Data for processing:
※ ※ ※
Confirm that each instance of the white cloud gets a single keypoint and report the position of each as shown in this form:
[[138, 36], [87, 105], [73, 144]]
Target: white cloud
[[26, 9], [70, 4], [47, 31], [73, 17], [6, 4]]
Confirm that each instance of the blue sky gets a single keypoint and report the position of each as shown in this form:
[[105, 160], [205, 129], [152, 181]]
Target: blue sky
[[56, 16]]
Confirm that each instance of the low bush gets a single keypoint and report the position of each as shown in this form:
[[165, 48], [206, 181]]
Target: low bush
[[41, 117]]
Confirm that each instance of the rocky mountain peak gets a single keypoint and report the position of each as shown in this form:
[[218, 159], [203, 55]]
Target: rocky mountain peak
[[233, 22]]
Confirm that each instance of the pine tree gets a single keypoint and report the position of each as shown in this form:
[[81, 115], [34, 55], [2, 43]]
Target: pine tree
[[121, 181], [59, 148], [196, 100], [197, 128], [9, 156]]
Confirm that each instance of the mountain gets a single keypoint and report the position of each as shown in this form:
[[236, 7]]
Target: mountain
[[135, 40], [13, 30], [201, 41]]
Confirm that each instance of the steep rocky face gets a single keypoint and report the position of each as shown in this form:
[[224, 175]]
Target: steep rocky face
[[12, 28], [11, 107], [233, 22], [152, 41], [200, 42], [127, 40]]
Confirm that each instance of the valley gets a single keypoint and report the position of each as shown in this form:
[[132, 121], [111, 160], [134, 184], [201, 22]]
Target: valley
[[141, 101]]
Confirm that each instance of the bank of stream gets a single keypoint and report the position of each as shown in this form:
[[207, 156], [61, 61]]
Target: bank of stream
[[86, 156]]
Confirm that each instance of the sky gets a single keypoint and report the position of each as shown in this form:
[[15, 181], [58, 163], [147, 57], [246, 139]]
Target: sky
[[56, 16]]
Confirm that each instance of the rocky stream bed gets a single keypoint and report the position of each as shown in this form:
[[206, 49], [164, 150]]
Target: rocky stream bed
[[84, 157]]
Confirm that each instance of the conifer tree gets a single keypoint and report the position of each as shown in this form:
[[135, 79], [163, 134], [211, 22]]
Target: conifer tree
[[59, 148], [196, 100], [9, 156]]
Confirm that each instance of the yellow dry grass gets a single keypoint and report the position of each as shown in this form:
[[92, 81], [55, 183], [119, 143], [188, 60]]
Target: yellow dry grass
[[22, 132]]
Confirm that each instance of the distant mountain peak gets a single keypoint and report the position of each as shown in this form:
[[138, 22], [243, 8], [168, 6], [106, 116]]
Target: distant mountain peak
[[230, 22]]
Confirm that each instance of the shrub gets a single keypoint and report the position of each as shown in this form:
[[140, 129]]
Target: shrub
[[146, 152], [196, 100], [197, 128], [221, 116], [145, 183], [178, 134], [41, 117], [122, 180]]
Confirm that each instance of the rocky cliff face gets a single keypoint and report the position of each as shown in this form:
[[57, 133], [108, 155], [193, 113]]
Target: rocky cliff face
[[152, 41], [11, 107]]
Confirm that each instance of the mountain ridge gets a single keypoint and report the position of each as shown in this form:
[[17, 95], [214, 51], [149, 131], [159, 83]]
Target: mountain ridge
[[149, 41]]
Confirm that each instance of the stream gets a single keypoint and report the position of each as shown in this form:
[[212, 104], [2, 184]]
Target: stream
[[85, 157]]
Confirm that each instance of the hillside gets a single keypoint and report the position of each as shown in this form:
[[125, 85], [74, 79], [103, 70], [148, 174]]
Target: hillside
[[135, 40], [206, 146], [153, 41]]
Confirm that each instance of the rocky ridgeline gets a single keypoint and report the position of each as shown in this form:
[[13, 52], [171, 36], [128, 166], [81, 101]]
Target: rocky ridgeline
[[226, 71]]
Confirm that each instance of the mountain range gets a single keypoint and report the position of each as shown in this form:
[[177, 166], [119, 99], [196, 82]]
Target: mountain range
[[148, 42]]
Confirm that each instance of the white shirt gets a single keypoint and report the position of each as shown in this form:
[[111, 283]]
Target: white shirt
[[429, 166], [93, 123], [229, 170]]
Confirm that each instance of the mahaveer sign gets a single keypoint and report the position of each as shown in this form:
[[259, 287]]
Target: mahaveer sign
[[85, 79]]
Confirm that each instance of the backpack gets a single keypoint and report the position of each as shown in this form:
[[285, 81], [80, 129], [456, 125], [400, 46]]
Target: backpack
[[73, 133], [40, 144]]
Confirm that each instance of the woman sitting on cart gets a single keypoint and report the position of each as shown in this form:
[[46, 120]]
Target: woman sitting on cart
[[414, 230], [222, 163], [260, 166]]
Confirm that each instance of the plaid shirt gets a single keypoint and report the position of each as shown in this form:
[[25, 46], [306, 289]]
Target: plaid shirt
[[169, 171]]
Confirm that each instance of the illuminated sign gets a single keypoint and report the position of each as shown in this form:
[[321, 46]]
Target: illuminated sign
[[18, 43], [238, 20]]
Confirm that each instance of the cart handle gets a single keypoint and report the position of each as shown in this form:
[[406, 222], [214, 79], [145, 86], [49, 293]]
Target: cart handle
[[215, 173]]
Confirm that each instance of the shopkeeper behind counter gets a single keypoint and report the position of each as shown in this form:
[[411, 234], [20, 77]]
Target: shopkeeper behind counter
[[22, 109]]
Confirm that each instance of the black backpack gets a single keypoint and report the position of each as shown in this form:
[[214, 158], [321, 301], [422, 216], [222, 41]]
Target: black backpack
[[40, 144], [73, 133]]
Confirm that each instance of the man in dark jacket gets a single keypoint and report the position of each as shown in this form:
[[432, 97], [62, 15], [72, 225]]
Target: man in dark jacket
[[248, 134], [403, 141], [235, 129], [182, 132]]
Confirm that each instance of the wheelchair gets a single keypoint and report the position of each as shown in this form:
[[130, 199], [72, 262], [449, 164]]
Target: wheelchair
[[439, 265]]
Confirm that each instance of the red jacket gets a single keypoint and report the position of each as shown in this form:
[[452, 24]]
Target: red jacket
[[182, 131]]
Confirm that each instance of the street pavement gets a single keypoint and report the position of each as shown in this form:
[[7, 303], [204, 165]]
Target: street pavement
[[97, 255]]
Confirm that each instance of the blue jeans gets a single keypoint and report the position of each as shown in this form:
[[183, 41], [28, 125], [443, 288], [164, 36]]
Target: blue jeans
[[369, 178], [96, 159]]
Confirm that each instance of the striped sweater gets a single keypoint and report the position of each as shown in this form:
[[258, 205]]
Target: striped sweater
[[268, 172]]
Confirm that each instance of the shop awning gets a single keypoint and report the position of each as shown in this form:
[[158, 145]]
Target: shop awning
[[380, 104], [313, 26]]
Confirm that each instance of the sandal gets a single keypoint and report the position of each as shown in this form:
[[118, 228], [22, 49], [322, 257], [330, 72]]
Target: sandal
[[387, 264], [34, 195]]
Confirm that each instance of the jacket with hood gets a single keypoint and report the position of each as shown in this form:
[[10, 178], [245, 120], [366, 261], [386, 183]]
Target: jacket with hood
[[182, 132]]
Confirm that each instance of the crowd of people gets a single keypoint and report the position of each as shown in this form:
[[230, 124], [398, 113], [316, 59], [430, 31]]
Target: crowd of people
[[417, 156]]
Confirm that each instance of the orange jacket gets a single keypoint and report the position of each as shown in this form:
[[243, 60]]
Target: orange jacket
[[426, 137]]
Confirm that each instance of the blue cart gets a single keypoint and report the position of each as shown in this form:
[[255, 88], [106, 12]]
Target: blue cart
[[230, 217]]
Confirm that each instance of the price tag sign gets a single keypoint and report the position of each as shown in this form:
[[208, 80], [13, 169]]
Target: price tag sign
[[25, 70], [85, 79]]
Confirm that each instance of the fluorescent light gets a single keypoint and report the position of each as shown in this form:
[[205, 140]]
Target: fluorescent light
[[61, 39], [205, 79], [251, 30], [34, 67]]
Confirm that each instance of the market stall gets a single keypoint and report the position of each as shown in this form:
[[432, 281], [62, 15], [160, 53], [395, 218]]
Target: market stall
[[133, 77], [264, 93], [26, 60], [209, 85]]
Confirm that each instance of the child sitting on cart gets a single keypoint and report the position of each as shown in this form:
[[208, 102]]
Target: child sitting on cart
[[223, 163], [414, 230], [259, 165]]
※ ※ ※
What the exercise asks:
Render the lines from the one containing "Confirm that each instance of the distant" through the one containing "117], [122, 180]]", both included, as a Markdown table with columns Row and Line. Omit blank lines.

Solution to this exercise:
| Row | Line |
|---|---|
| 1 | Confirm that each instance of the distant mountain peak gets a single keypoint and report the position of each as shown in this form: |
| 2 | [[138, 22], [243, 8], [168, 6], [106, 116]] |
| 3 | Target: distant mountain peak |
| 4 | [[230, 22]] |
| 5 | Confirm that each instance of the shrub gets a single keypoint and report the position of each as shown in this form: |
| 6 | [[140, 129]] |
| 7 | Target: shrub |
| 8 | [[146, 152], [196, 100], [197, 128], [221, 116], [145, 183], [178, 134], [41, 117], [122, 180]] |